◆ Available records

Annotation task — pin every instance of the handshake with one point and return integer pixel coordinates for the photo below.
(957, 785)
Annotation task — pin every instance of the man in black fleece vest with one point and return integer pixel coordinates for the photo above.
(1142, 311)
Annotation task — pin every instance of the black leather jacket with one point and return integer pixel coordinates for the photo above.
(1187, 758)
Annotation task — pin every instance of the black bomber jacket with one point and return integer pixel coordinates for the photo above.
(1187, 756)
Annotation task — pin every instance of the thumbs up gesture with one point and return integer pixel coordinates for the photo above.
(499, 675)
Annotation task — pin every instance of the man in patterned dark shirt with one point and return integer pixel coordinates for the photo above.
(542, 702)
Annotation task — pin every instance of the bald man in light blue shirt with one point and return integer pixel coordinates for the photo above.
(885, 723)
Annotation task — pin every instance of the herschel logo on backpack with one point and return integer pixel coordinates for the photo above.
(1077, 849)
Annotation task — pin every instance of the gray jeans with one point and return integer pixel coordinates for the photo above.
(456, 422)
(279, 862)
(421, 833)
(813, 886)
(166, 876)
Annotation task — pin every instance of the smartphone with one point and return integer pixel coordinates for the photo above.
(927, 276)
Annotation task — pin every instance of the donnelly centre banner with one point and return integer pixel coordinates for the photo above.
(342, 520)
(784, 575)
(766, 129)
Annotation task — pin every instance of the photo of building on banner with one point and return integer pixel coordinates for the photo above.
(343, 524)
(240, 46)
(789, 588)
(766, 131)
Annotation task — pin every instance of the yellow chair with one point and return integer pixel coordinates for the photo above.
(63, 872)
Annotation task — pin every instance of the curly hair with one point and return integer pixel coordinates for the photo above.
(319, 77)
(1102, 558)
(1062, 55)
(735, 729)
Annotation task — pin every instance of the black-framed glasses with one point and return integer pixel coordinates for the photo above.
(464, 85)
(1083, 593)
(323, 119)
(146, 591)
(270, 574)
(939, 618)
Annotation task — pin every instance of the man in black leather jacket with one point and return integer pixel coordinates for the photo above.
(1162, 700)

◆ Task directions
Print nothing but the lines from the line with "in black leather" to the last line of the records above. Both of those lines count.

◆ Solution below
Annotation task — pin every instance of the man in black leather jacket with one point and return integer pixel coordinates for the photo above.
(1162, 700)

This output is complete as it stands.